= Toxic abortion =

Miscarriage caused by environmental pollutants

Toxic abortion is a medical phenomenon of spontaneous abortion, miscarriage, or stillbirth caused by toxins in the environment of the mother during pregnancy, especially as caused by toxic environmental pollutants, though sometimes reported as caused by naturally occurring plant toxins

==In humans==
The term "toxic abortion" was first used to identify this phenomenon in humans in the earliest studies of the effects of pollutants on pregnancy in 1928, An Experimental Investigation Concerning Toxic Abortion Produced by Chemical Agents by Morris M. Datnow M.D.

Toxic abortion chemicals studied at that time were:
Petrochemicals,
Heavy metals,
Organic solvents,
Tetrachloroethylene,
Glycol ethers,
2-Bromopropane,
Ethylene oxide,
Anesthetic gases, and
Antineoplastic drugs.

In 1932, the Journal of State Medicine reported on a natural variation, with the occurrence of "a considerable number of cases of toxic abortion" being caused by untreated dental caries.

Study of pollution-caused abortion in humans ceased for a considerable time, interest renewing in the 2000s. A 2009 study found that fossil fuels play a role, as "pregnant African-American women who live within a half mile of freeways and busy roads were three times more likely to have miscarriages than women who don't regularly breathe exhaust fumes." A 2011 study found a correlation between exposure to workplace toxins and spontaneous abortion, and called for further study. Newsweek magazine reported in May 2014 that a spike in stillborn babies in the town of Vernal, in Utah, had correlated with an increase in pollution from new gas and oil drilling. Newsweek reported that "Vernal's rate of neonatal mortality appears to have climbed from about average in 2010 (relative to national figures) to six times the normal rate three years later." Newsweek quoted one expert's observation that "We know that pregnant women who breathe more air pollution have much higher rates of virtually every adverse pregnancy outcome that exists." A study published in the Journal of Environmental Health in October 2014 found tetrachloroethylene or PCE, to be "linked to increased risk for stillbirths and other pregnancy complications."

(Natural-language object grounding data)
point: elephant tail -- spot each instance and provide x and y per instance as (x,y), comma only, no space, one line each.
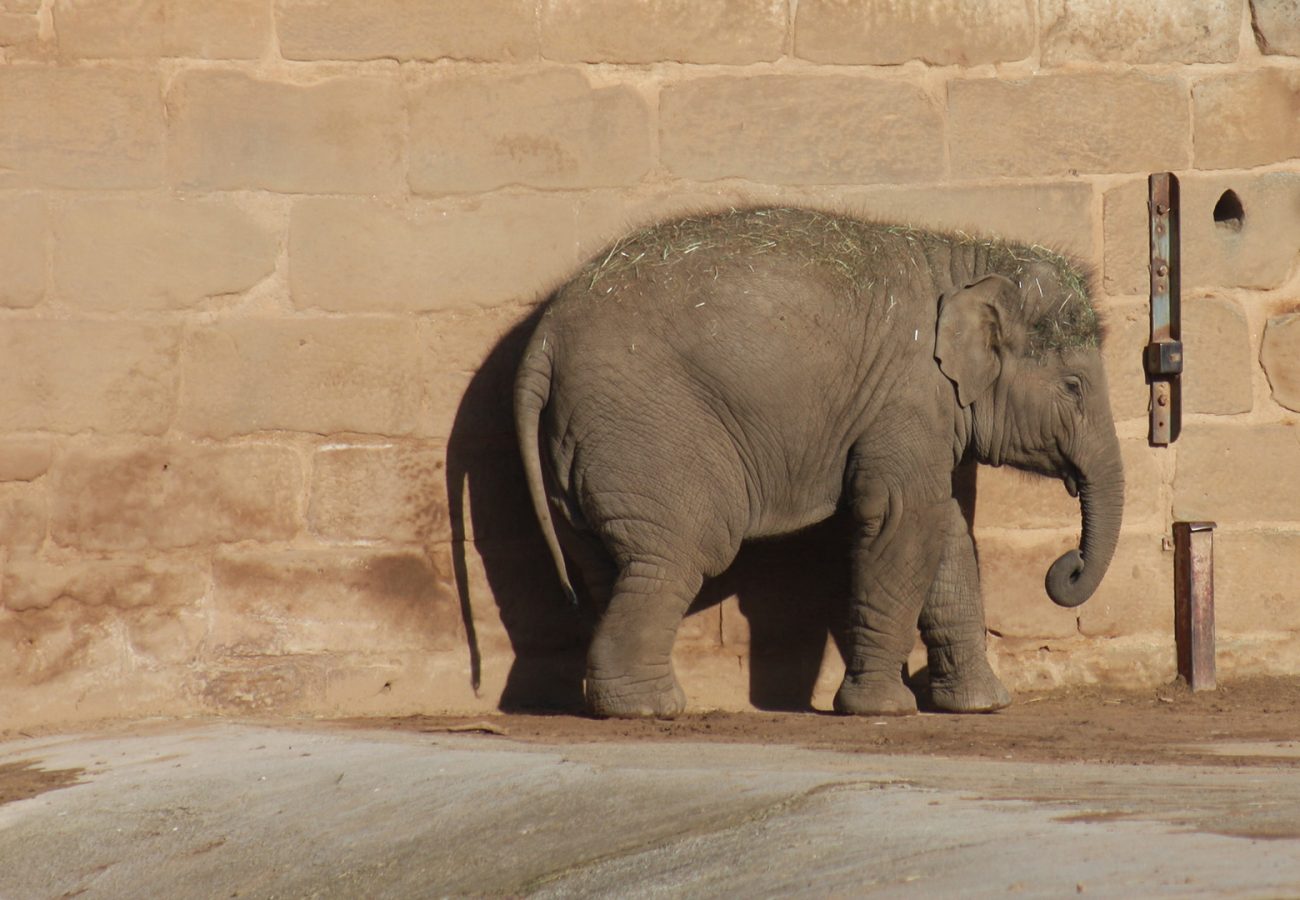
(532,393)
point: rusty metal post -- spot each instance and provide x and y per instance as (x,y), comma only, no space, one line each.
(1194,602)
(1164,354)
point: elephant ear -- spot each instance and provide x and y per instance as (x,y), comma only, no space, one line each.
(970,336)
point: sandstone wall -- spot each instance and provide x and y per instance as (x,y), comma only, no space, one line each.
(261,264)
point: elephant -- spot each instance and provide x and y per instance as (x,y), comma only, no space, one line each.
(750,372)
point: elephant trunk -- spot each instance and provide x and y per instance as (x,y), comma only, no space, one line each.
(1075,575)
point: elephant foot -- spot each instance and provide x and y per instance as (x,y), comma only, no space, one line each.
(874,695)
(625,699)
(967,688)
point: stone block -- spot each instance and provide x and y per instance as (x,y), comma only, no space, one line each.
(25,458)
(940,31)
(1134,662)
(22,515)
(1127,333)
(1255,578)
(1009,498)
(1136,597)
(151,29)
(24,249)
(1057,216)
(380,492)
(1217,357)
(157,252)
(1247,119)
(1223,474)
(108,132)
(173,494)
(74,376)
(1067,124)
(74,617)
(722,31)
(1253,251)
(1012,571)
(551,128)
(18,29)
(268,602)
(1277,26)
(1138,31)
(1281,359)
(354,255)
(489,30)
(801,130)
(339,135)
(321,376)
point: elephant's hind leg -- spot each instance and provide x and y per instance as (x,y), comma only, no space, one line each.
(952,626)
(629,662)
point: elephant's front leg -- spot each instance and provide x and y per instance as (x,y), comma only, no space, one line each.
(897,554)
(952,624)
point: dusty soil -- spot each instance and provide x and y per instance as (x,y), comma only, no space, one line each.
(1169,725)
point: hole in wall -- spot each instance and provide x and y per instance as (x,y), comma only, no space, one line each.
(1229,211)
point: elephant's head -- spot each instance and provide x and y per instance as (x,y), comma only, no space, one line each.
(1026,362)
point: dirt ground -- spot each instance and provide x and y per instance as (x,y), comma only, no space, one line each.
(1169,725)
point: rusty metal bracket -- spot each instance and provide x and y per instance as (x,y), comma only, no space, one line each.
(1162,358)
(1194,602)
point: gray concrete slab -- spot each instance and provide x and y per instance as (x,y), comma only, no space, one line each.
(221,809)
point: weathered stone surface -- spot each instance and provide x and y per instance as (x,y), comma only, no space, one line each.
(341,135)
(82,623)
(364,255)
(1127,332)
(723,31)
(173,494)
(120,584)
(18,29)
(1255,582)
(1217,357)
(25,458)
(1235,475)
(307,602)
(1281,359)
(1136,597)
(1248,119)
(73,376)
(24,239)
(1015,602)
(1056,125)
(1139,31)
(380,492)
(801,129)
(108,130)
(544,129)
(22,515)
(1277,26)
(304,375)
(1057,216)
(1130,662)
(157,252)
(1009,498)
(1256,252)
(125,29)
(952,33)
(493,30)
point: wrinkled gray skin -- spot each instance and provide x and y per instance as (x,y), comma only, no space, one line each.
(744,375)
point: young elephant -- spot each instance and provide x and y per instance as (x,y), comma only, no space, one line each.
(746,373)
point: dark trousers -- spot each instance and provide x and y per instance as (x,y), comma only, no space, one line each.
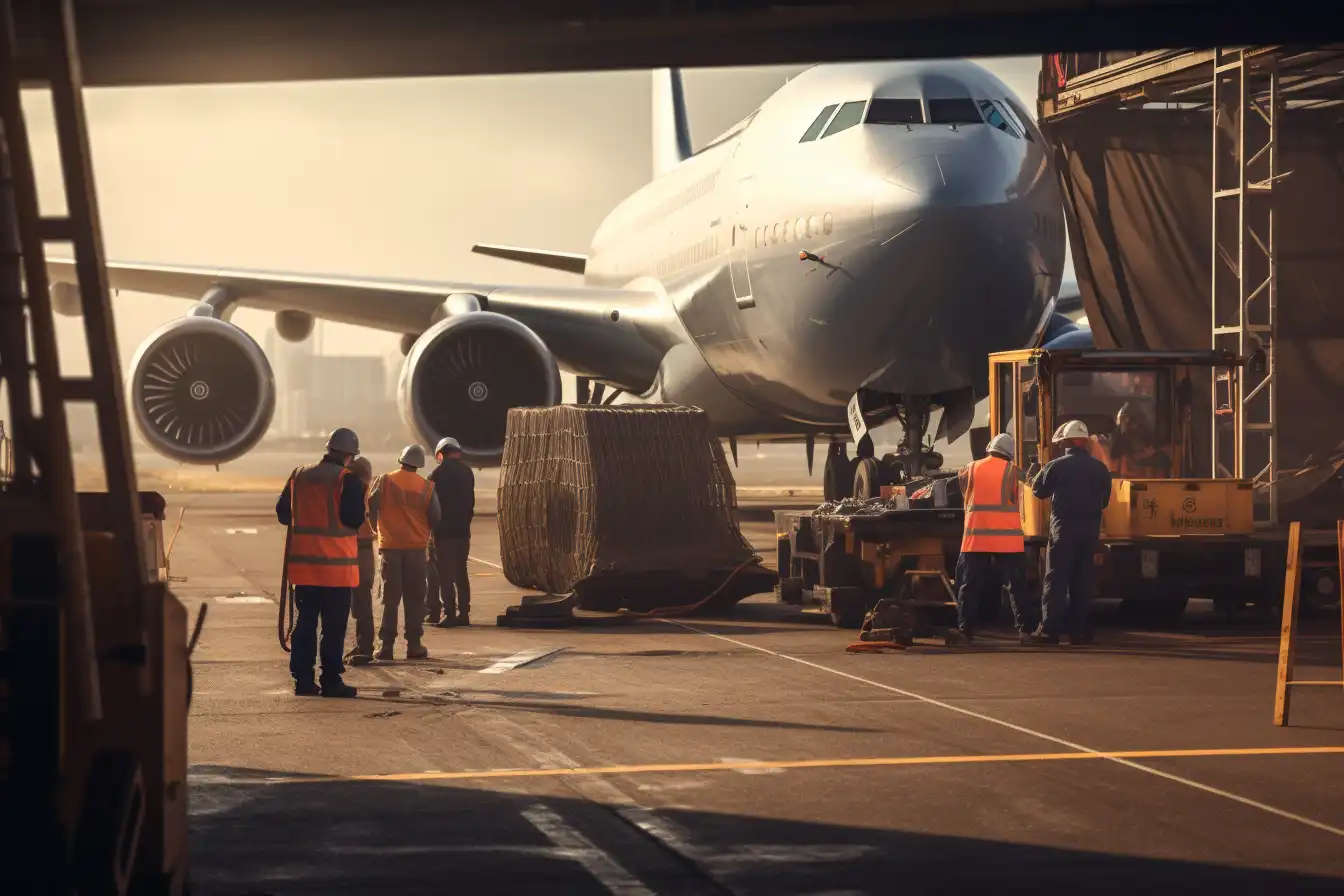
(433,603)
(329,606)
(450,558)
(1069,579)
(979,571)
(362,602)
(402,579)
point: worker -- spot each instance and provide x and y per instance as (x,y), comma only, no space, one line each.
(1133,452)
(403,509)
(362,601)
(323,508)
(1078,486)
(992,539)
(456,489)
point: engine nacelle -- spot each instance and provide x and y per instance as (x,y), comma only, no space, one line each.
(465,372)
(202,391)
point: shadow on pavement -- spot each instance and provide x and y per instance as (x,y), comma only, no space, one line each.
(329,837)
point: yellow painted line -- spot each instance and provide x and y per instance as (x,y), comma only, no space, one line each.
(813,763)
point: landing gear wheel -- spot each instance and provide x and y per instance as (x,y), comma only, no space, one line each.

» **Work instructions**:
In one to three sentences, explain why, according to the toxic abortion article, the 2009 study found that fossil fuels play a role.

» **Your response**:
The study found that pregnant African-American women who live within a half mile of freeways and busy roads were three times more likely to have miscarriages than women who don't regularly breathe exhaust fumes.